- **EXERCISE INPUTS**
* * *

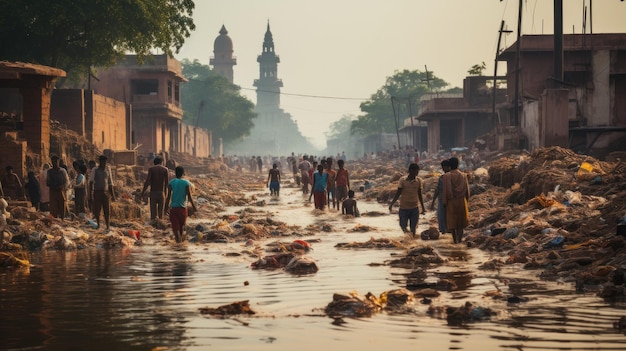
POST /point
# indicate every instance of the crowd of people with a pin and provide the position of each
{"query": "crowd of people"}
(92, 188)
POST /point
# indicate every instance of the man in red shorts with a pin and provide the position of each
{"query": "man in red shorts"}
(179, 192)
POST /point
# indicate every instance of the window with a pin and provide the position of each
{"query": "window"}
(145, 86)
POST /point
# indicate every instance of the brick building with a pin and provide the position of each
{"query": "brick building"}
(587, 110)
(25, 91)
(152, 88)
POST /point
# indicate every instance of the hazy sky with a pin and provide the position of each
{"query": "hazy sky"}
(336, 53)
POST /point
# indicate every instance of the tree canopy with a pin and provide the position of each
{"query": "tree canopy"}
(75, 35)
(210, 101)
(403, 87)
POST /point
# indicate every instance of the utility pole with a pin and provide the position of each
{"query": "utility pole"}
(395, 119)
(558, 42)
(428, 79)
(495, 70)
(517, 65)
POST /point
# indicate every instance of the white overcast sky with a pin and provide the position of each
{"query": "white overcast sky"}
(337, 53)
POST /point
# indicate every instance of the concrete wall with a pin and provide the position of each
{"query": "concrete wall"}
(109, 122)
(196, 141)
(101, 120)
(68, 107)
(531, 124)
(555, 123)
(601, 115)
(13, 154)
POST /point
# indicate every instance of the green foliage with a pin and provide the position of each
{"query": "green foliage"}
(75, 35)
(404, 87)
(477, 70)
(210, 101)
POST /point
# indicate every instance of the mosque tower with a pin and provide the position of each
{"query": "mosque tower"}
(223, 60)
(268, 85)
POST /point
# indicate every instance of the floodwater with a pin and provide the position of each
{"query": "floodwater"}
(147, 297)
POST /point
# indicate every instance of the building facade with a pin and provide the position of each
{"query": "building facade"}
(152, 88)
(223, 59)
(274, 132)
(25, 92)
(587, 110)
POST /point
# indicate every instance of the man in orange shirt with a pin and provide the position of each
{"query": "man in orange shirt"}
(342, 182)
(410, 192)
(331, 189)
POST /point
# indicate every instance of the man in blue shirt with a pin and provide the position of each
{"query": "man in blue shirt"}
(179, 192)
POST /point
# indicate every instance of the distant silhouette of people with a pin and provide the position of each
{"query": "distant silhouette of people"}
(80, 189)
(57, 182)
(178, 193)
(318, 190)
(438, 196)
(157, 180)
(273, 180)
(455, 197)
(101, 186)
(348, 206)
(12, 185)
(33, 189)
(342, 181)
(410, 194)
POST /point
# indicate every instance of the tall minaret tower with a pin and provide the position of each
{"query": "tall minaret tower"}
(223, 61)
(268, 85)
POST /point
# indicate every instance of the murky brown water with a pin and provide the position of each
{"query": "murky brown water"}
(148, 297)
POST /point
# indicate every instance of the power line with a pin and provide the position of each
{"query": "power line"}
(293, 94)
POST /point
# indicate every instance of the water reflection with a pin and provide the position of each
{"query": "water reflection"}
(148, 297)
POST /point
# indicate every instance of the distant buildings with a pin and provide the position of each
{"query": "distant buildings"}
(275, 132)
(152, 88)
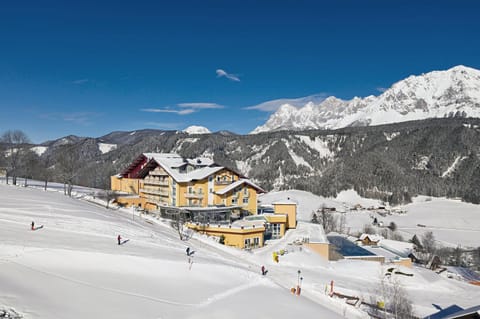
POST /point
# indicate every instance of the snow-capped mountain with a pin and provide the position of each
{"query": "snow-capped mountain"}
(196, 130)
(454, 92)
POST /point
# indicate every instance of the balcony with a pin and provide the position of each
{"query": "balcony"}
(155, 182)
(158, 173)
(223, 182)
(159, 192)
(194, 195)
(157, 202)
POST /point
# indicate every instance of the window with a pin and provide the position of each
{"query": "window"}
(276, 231)
(247, 243)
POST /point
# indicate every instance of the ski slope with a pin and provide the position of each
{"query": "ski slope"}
(73, 268)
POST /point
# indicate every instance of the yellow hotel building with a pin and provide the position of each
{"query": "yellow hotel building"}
(162, 180)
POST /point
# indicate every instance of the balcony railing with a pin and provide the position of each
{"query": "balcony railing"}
(155, 182)
(158, 173)
(223, 182)
(154, 191)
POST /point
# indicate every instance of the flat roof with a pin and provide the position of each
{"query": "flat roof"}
(347, 248)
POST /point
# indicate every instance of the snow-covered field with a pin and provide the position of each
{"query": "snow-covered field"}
(73, 268)
(452, 222)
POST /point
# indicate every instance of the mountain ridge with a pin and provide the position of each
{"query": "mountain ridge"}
(453, 92)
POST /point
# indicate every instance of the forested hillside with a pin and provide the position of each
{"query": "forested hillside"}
(437, 157)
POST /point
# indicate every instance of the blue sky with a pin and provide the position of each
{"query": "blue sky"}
(91, 67)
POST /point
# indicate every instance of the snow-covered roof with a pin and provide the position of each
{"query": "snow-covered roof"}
(238, 183)
(400, 248)
(285, 202)
(170, 162)
(314, 232)
(371, 237)
(248, 223)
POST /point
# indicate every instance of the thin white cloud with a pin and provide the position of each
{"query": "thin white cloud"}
(164, 125)
(179, 112)
(185, 108)
(223, 73)
(83, 118)
(80, 81)
(201, 105)
(273, 105)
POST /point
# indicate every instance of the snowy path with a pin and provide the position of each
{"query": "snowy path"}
(73, 268)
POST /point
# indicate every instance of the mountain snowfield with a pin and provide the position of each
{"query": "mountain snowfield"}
(195, 129)
(73, 267)
(454, 92)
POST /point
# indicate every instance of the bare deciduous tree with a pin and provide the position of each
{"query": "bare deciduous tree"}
(394, 299)
(327, 219)
(30, 164)
(15, 142)
(68, 167)
(428, 243)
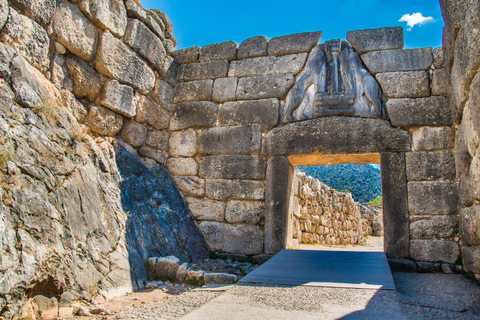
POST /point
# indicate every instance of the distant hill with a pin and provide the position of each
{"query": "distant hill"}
(363, 181)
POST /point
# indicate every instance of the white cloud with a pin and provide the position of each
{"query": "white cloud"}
(415, 19)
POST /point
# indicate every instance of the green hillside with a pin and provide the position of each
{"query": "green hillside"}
(363, 181)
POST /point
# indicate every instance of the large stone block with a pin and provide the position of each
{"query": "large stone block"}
(199, 114)
(432, 198)
(263, 112)
(376, 39)
(274, 86)
(107, 14)
(433, 111)
(116, 60)
(74, 31)
(427, 166)
(239, 239)
(119, 98)
(412, 84)
(244, 139)
(233, 167)
(398, 60)
(200, 90)
(434, 250)
(293, 43)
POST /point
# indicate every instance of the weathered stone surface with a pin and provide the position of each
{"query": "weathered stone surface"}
(145, 43)
(233, 167)
(398, 60)
(241, 239)
(87, 83)
(151, 113)
(413, 84)
(427, 166)
(470, 225)
(104, 121)
(219, 51)
(204, 209)
(253, 47)
(190, 186)
(119, 98)
(432, 138)
(293, 43)
(193, 115)
(200, 90)
(335, 135)
(434, 250)
(204, 70)
(182, 166)
(378, 39)
(249, 212)
(107, 14)
(436, 227)
(74, 31)
(275, 86)
(28, 38)
(432, 198)
(131, 69)
(244, 139)
(134, 133)
(433, 111)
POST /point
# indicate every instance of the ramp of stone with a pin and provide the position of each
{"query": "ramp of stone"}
(341, 269)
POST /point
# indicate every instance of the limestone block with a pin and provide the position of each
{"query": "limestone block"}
(199, 114)
(28, 38)
(219, 51)
(248, 190)
(151, 113)
(432, 198)
(440, 83)
(204, 70)
(274, 86)
(253, 47)
(119, 98)
(182, 166)
(104, 121)
(238, 239)
(432, 138)
(163, 94)
(183, 143)
(433, 227)
(218, 189)
(249, 212)
(134, 133)
(434, 250)
(74, 31)
(263, 112)
(190, 186)
(233, 167)
(129, 69)
(244, 139)
(433, 111)
(293, 43)
(225, 89)
(470, 225)
(367, 40)
(143, 41)
(398, 60)
(107, 14)
(413, 84)
(200, 90)
(204, 209)
(187, 55)
(87, 82)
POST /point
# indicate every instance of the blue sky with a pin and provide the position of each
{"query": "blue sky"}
(200, 23)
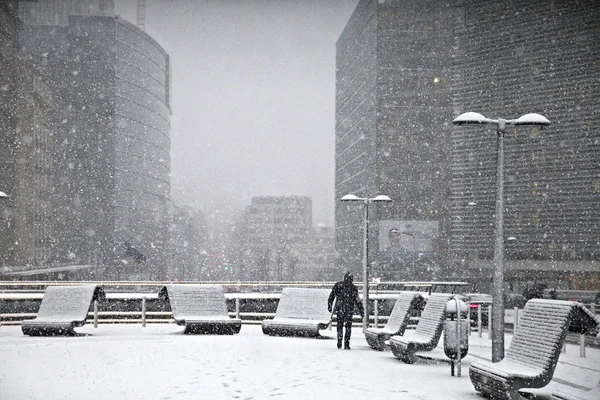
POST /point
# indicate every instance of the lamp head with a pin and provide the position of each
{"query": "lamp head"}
(351, 197)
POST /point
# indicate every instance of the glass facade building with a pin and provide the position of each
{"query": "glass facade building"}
(112, 146)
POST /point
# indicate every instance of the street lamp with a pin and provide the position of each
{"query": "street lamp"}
(366, 201)
(473, 118)
(414, 272)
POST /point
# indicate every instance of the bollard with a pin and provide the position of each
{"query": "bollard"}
(479, 324)
(458, 344)
(489, 322)
(456, 333)
(143, 311)
(95, 313)
(469, 321)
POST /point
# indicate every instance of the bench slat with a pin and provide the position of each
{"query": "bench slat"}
(62, 309)
(428, 332)
(200, 308)
(300, 312)
(396, 324)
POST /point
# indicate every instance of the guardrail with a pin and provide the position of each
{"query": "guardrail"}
(143, 315)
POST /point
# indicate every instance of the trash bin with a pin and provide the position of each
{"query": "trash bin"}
(456, 332)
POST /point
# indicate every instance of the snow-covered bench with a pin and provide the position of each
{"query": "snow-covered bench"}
(200, 308)
(300, 312)
(397, 322)
(534, 350)
(62, 309)
(428, 332)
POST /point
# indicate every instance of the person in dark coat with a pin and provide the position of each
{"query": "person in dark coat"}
(345, 295)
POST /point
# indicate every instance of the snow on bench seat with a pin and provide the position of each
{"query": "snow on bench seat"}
(62, 309)
(577, 394)
(300, 312)
(428, 332)
(396, 324)
(200, 308)
(534, 350)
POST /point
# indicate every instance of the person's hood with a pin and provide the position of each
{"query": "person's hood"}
(348, 277)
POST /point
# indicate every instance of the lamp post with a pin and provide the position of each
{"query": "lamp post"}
(366, 201)
(414, 272)
(473, 118)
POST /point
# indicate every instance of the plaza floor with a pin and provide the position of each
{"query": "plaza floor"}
(158, 362)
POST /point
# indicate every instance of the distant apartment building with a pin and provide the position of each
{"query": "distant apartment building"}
(112, 144)
(316, 256)
(405, 69)
(270, 235)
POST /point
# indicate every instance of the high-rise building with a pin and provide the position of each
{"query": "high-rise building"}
(514, 58)
(393, 105)
(57, 12)
(112, 144)
(270, 235)
(28, 118)
(405, 69)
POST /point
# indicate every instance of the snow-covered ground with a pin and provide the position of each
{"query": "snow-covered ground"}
(158, 362)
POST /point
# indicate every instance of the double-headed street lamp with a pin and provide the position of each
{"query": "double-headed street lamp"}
(366, 201)
(472, 118)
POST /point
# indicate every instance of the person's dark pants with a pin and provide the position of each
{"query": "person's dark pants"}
(344, 321)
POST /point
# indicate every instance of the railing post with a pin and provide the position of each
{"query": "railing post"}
(376, 312)
(489, 322)
(479, 323)
(469, 319)
(143, 311)
(458, 337)
(95, 313)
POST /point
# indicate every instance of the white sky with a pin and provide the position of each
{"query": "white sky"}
(253, 97)
(127, 361)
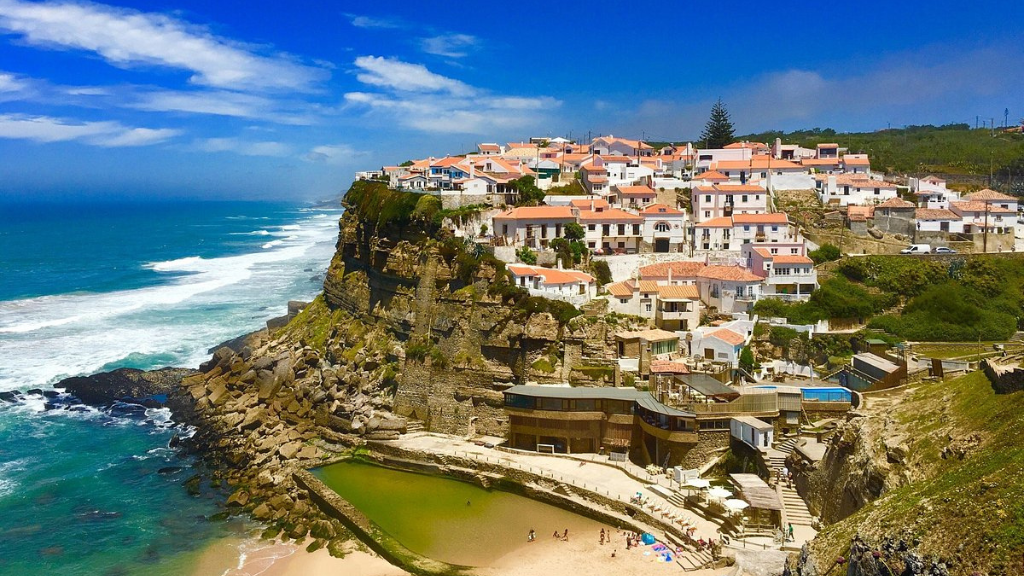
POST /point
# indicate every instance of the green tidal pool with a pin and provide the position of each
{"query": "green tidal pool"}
(448, 520)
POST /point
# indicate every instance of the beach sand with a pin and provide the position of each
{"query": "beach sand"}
(581, 554)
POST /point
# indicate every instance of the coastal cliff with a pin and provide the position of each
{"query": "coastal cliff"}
(414, 327)
(924, 481)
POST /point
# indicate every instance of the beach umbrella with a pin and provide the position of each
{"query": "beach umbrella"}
(735, 504)
(697, 483)
(719, 492)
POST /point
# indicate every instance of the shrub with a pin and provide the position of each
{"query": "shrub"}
(601, 272)
(825, 253)
(526, 255)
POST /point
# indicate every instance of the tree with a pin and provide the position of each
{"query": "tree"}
(526, 255)
(574, 232)
(719, 131)
(747, 361)
(825, 253)
(529, 195)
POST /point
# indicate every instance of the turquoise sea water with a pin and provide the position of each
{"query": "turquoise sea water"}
(94, 287)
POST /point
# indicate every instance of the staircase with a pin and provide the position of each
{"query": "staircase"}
(796, 509)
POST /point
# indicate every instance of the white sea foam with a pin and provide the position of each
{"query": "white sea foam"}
(203, 302)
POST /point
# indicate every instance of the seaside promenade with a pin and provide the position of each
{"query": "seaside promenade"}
(619, 481)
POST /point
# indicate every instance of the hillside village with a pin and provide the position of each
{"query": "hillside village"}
(691, 238)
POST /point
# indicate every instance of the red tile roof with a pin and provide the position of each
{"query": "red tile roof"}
(731, 274)
(727, 336)
(681, 291)
(680, 269)
(772, 218)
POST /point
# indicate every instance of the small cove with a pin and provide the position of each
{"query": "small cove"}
(448, 520)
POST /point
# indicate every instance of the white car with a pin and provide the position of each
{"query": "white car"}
(916, 249)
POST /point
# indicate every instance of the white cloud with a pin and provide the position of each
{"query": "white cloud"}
(374, 22)
(112, 134)
(420, 99)
(9, 83)
(391, 73)
(222, 103)
(244, 148)
(450, 45)
(333, 154)
(129, 38)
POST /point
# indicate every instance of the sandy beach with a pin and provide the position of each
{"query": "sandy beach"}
(583, 553)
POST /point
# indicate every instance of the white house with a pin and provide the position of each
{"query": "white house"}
(726, 200)
(791, 277)
(664, 229)
(769, 229)
(621, 147)
(729, 289)
(938, 219)
(531, 225)
(678, 307)
(848, 190)
(567, 285)
(756, 434)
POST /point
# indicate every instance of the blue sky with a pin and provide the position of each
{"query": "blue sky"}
(268, 100)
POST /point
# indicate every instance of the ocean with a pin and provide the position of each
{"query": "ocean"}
(92, 287)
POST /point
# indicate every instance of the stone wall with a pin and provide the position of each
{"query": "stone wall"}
(710, 445)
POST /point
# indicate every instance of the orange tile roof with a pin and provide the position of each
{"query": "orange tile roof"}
(721, 221)
(669, 367)
(538, 212)
(732, 274)
(611, 214)
(655, 209)
(935, 214)
(635, 191)
(792, 259)
(727, 336)
(680, 269)
(978, 206)
(988, 194)
(895, 203)
(551, 276)
(857, 161)
(739, 188)
(678, 292)
(621, 289)
(772, 218)
(589, 204)
(711, 175)
(648, 286)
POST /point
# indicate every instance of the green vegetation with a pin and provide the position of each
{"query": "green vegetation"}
(837, 297)
(529, 195)
(953, 149)
(719, 131)
(967, 504)
(526, 255)
(602, 274)
(375, 202)
(825, 253)
(927, 300)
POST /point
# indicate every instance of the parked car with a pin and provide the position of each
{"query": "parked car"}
(916, 249)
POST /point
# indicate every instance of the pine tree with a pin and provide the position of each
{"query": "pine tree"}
(718, 131)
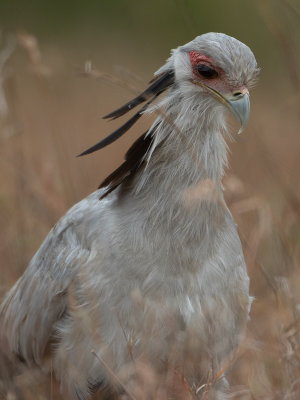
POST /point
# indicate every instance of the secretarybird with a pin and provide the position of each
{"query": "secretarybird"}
(149, 269)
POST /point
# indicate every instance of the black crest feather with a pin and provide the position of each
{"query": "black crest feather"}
(158, 85)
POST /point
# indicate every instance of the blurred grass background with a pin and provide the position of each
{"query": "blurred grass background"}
(49, 112)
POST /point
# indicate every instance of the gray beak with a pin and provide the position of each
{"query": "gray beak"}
(239, 105)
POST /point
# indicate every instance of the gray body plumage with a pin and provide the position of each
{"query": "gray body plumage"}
(154, 272)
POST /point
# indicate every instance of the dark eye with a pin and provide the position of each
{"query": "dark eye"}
(206, 71)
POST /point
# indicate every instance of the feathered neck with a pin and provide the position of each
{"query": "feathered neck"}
(188, 145)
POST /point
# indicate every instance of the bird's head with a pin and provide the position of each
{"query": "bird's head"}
(216, 66)
(213, 67)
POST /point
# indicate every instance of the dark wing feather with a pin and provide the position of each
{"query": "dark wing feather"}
(159, 84)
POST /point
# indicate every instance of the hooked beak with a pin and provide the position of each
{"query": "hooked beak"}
(237, 102)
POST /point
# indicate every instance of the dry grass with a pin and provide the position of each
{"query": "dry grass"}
(49, 114)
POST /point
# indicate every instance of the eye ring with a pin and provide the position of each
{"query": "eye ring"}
(206, 72)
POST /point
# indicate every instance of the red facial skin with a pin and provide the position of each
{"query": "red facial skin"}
(219, 83)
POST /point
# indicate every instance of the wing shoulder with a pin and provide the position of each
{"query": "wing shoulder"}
(39, 298)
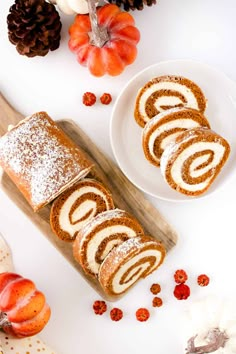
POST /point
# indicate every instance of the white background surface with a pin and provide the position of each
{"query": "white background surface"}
(202, 30)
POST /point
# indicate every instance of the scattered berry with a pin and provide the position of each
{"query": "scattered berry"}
(203, 280)
(89, 98)
(180, 276)
(99, 307)
(106, 98)
(142, 314)
(155, 289)
(157, 302)
(116, 314)
(181, 291)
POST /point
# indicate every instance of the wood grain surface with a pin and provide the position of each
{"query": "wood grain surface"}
(125, 195)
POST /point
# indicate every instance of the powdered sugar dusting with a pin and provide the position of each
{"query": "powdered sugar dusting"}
(106, 216)
(35, 152)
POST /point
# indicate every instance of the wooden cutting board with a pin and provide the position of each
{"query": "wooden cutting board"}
(125, 195)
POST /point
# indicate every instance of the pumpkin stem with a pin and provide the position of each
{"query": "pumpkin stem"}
(215, 339)
(99, 35)
(4, 320)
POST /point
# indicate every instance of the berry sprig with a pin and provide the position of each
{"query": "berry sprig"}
(99, 307)
(203, 280)
(116, 314)
(89, 98)
(106, 98)
(142, 314)
(180, 276)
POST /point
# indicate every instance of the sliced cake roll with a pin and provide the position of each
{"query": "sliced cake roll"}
(99, 235)
(192, 162)
(72, 209)
(133, 259)
(165, 127)
(166, 92)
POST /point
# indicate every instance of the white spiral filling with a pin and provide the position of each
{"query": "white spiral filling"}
(99, 237)
(85, 207)
(176, 123)
(176, 169)
(167, 100)
(117, 286)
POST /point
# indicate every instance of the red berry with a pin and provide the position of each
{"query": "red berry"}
(142, 314)
(116, 314)
(203, 280)
(106, 98)
(99, 307)
(157, 302)
(89, 98)
(155, 289)
(182, 291)
(180, 276)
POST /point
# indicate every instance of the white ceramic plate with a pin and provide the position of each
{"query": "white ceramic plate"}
(126, 134)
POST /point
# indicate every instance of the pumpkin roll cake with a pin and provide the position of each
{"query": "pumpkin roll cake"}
(165, 127)
(73, 208)
(132, 260)
(192, 162)
(41, 159)
(99, 235)
(166, 92)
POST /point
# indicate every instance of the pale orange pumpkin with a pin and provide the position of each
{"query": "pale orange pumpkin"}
(23, 309)
(118, 51)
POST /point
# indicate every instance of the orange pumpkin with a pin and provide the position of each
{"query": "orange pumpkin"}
(23, 309)
(117, 52)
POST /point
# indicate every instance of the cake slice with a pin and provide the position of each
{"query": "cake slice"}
(99, 235)
(130, 261)
(166, 92)
(77, 205)
(165, 127)
(191, 163)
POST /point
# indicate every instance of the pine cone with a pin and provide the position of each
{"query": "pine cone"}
(133, 4)
(34, 26)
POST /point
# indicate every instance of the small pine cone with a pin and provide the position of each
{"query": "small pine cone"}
(34, 27)
(133, 4)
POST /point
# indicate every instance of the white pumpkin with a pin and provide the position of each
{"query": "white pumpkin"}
(211, 327)
(70, 7)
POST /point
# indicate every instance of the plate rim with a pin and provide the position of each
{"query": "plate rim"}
(133, 78)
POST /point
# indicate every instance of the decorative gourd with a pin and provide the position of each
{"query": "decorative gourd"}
(109, 46)
(23, 309)
(70, 7)
(211, 327)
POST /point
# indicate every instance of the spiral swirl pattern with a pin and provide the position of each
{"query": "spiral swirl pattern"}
(165, 127)
(192, 162)
(167, 92)
(99, 235)
(134, 259)
(77, 205)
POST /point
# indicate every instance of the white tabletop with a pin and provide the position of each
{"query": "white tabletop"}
(203, 30)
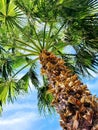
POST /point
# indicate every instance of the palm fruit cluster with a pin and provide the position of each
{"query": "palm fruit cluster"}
(78, 109)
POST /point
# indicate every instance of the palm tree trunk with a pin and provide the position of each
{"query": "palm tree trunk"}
(78, 109)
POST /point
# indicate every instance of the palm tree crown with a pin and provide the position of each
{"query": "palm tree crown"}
(29, 27)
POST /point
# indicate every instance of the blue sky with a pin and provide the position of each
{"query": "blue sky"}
(24, 115)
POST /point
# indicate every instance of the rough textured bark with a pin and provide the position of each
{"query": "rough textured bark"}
(78, 109)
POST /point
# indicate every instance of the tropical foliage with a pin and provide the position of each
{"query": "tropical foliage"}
(28, 27)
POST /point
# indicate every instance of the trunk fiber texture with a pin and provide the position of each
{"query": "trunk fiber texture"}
(77, 107)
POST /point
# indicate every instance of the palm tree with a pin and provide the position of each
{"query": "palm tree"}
(41, 30)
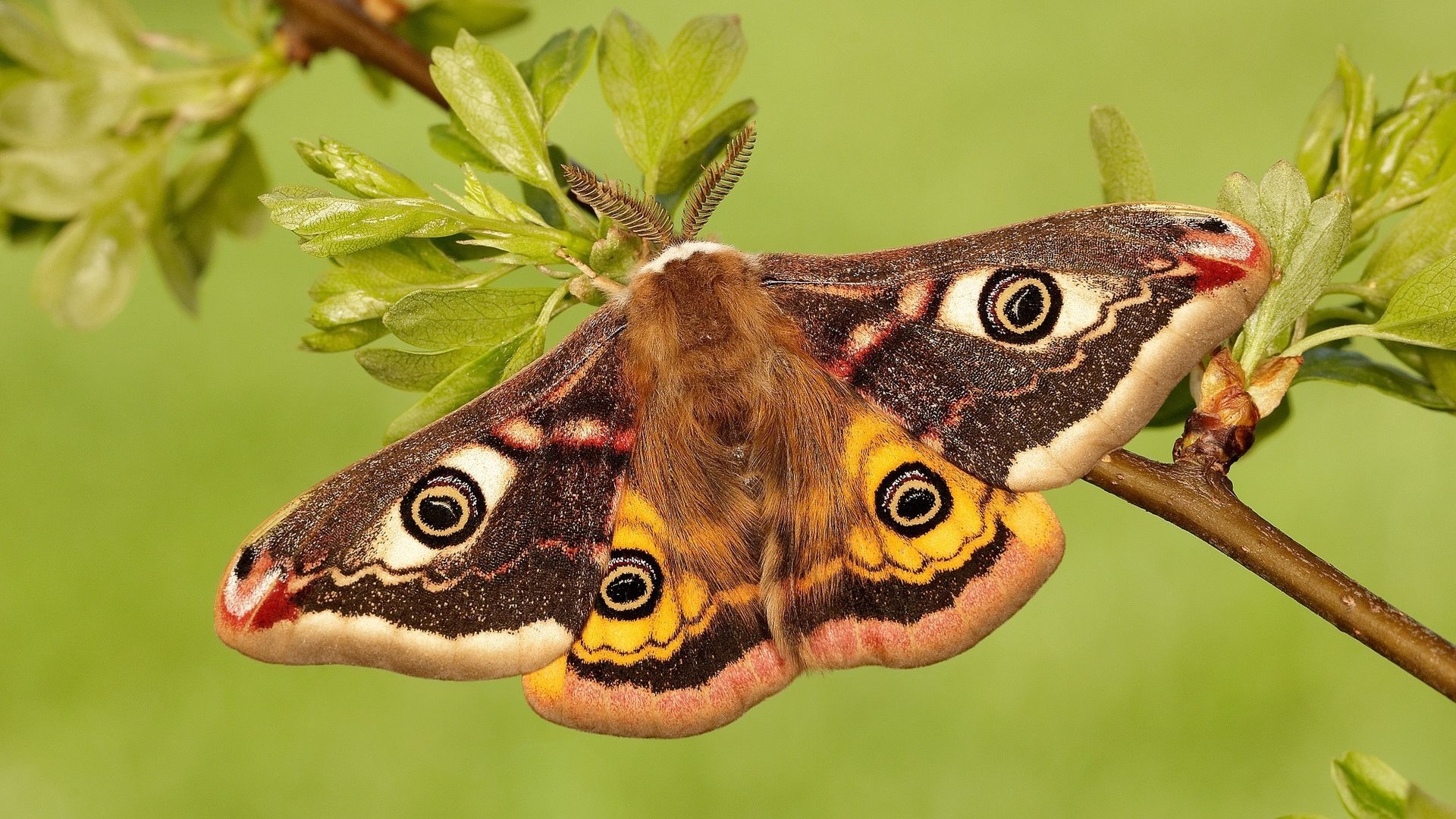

* * *

- **TASK**
Report every line of the material above that contains the string "balcony", and copy each such line in full.

- **WRITTEN SOLUTION**
# indicate every instance of the balcony with a pin and provide the position of each
{"query": "balcony"}
# indicate every instance of the balcony railing with a pin and provide the position of each
{"query": "balcony railing"}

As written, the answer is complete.